### やること
#1 ハワイ観光の記事の「ハワイ、送客増に向け新たな体制作りへ−ハワイ固有とグローバルの課題指摘」から「わる枠組みが求められていた。」までを、「ハワイサブコミッティー」を「ハワイ分科会」に変えて書き直してください。
#2 ハワイ観光の新しい体制についての記事を、最後の文の後から引き継いで書き足してください。

### 読む文章
ハワイ、送客増に向け新たな体制作りへ−ハワイ固有とグローバルの課題指摘
日米観光交流促進ワーキンググループ(WG)のハワイサブコミッティーが発展的に解消され、新たに「日本・ハワイツーリズムサミット」(仮称)として実益を追う民間主導の議論を行う場が作られることが提案された。日米WGのハワイサブコミッティーが9月18日、東京で開催され、ハワイ州観光局、旅行会社、航空会社、ホテル等のサプライヤーが出席した中で、日本旅行業協会(JATA)事務局長の奥山隆哉氏が提案した。2002年4月に日米で観光交流の拡大に関する覚書(MOU)が締結されたことを受け、日米観光交流促進WGが発足し、アメリカ本土、グアム、ハワイで各地がそれぞれより詳細な議論を続けてきたが、MOUが今年4月に失効し、日本ハワイ経済協議会も来月には観光分野での議論も解消する方向で、これに変わる枠組みが求められていた。

### データ抜粋
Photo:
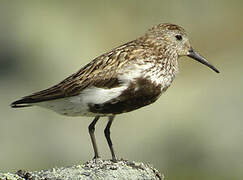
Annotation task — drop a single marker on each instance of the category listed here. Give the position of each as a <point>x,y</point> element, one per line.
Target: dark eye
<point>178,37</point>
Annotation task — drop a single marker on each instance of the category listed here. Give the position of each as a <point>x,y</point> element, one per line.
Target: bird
* * *
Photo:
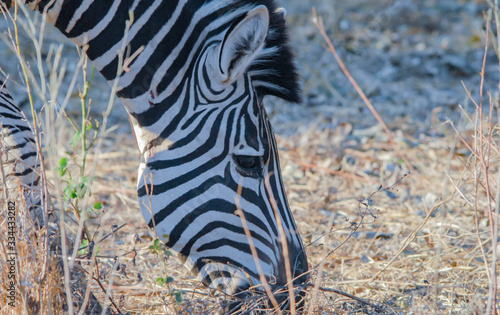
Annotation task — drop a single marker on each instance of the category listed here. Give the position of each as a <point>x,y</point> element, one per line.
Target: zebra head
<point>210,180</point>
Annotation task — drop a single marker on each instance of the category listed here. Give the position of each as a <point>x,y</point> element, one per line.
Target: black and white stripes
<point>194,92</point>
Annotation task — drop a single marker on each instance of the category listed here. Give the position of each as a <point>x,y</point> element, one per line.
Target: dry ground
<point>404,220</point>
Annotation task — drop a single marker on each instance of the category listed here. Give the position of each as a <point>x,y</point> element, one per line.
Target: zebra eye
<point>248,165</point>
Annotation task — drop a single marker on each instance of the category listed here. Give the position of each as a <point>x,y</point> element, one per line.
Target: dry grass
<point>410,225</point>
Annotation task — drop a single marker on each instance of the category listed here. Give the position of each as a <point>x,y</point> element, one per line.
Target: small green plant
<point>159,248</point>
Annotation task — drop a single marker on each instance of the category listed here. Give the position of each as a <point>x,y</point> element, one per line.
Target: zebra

### やったこと
#1
ハワイ、送客増に向け新たな体制作りへ−ハワイ固有とグローバルの課題指摘
日米観光交流促進ワーキンググループ(WG)のハワイ分科会が発展的に解消され、新たに「日本・ハワイツーリズムサミット」(仮称)として実益を追う民間主導の議論を行う場が作られることが提案された。日米WGのハワイ分科会が9月18日、東京で開催され、ハワイ州観光局、旅行会社、航空会社、ホテル等のサプライヤーが出席した中で、日本旅行業協会(JATA)事務局長の奥山隆哉氏が提案した。2002年4月に日米で観光交流の拡大に関する覚書(MOU)が締結されたことを受け、日米観光交流促進WGが発足し、アメリカ本土、グアム、ハワイで各地がそれぞれより詳細な議論を続けてきたが、MOUが今年4月に失効し、日本ハワイ経済協議会も来月には観光分野での議論も解消する方向で、これに変わる枠組みが求められていた。

#2
18日に開催されたWGでは、JATAが提案した7つの観光促進策として、(1)量から質への転換、(2)滞在日数の増加、(3)チャーター便の活用、(4)世代・形態別のマーケットへのアプローチ、(5)日本人向けロングステイ・プログラムの開発と紹介、(6)教育プログラムの開発と修学旅行誘致の特別施策、(7)ハワイ・スペシャリストの育成強化について分科会を開催して個別具体的に方向性を検討することも提案された。ただし、提案された会の方向などについては、来月にも開催される日本ハワイ経済協議会で、具体的に枠組みなどを決定していく。
▽ハワイの課題?旅行業界全体の課題?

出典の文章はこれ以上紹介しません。